This would be because, in addition to these requirements I have just mentioned, it is clear that you were seriously misled by him to get you to sign it.
In my opinion, you would succeed in getting it thrown out, whenever he made you sign it. I do not, for a moment, believe that you signed it of your own free will and with full understanding of the true consequences if you signed. There was clearly deceit and consequently duress, and absolute bad faith.
This sort of conduct is provided for in the Property (Rights of Spouses) Act, to protect spouses and ex-spouses who act like you — doing everything your man tells you, either because of fear of him or because of his deceit. This is the law which says, on the face of it, you would be entitled to 50 per cent of the property interest. It also provided that you should make your application within a year of your divorce.
However, it also provides that this period can be extended on application; as long as the reason for your delay in filing your application is reasonable, the judge can extend the time for you to file your application. You should go for it and do not move out of the house.
Your lawyer can also apply for an injunction to prevent anyone attempting to put you out. If you have, in fact, been put out, then get your lawyer to get an order enabling you to go back in, at least until the court decides your claim for your share and the nullifying of the so-called consensual agreement.
Additionally, you could be entitled to have maintenance from him. You must talk to your lawyer about this also, because it must be difficult for you to manage to provide for yourself without his support. If this is so, you must also apply for maintenance.
This man has treated you abominably and dishonestly; you must apply to the court for your entitlements. Do not let him get away with it.

◆ **WORK REQUIRED**: Pull out the part of the passage on spousal property rights above that lies between "Your lawyer can" and "away with it.", inclusive, copying it word for word.

◆ **ENTRIES PROVIDED**:
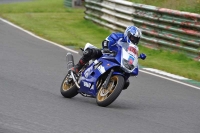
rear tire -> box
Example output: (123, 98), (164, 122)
(96, 75), (124, 107)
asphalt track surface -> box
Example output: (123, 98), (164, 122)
(0, 1), (200, 133)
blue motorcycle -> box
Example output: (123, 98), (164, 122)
(60, 42), (146, 107)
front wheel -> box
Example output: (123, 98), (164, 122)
(96, 75), (124, 107)
(60, 75), (78, 98)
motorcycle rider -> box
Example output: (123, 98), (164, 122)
(71, 26), (146, 89)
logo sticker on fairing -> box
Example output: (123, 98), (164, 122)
(97, 65), (106, 74)
(84, 66), (93, 78)
(83, 81), (91, 88)
(128, 56), (134, 64)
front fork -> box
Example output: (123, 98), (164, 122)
(102, 69), (114, 89)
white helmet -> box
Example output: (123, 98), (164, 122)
(124, 26), (142, 45)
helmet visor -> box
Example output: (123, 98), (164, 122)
(128, 32), (140, 45)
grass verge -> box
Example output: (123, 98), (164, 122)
(0, 0), (200, 81)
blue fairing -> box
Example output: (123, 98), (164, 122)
(79, 46), (138, 97)
(79, 56), (120, 97)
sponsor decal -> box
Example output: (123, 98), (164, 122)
(83, 81), (91, 88)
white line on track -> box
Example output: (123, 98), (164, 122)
(0, 18), (200, 90)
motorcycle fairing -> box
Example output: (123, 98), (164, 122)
(79, 57), (120, 97)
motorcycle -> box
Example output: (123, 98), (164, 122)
(60, 44), (146, 107)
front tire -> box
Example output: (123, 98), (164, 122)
(60, 75), (78, 98)
(96, 75), (124, 107)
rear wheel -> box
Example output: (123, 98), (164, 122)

◆ **FINAL ANSWER**:
Your lawyer can also apply for an injunction to prevent anyone attempting to put you out. If you have, in fact, been put out, then get your lawyer to get an order enabling you to go back in, at least until the court decides your claim for your share and the nullifying of the so-called consensual agreement.
Additionally, you could be entitled to have maintenance from him. You must talk to your lawyer about this also, because it must be difficult for you to manage to provide for yourself without his support. If this is so, you must also apply for maintenance.
This man has treated you abominably and dishonestly; you must apply to the court for your entitlements. Do not let him get away with it.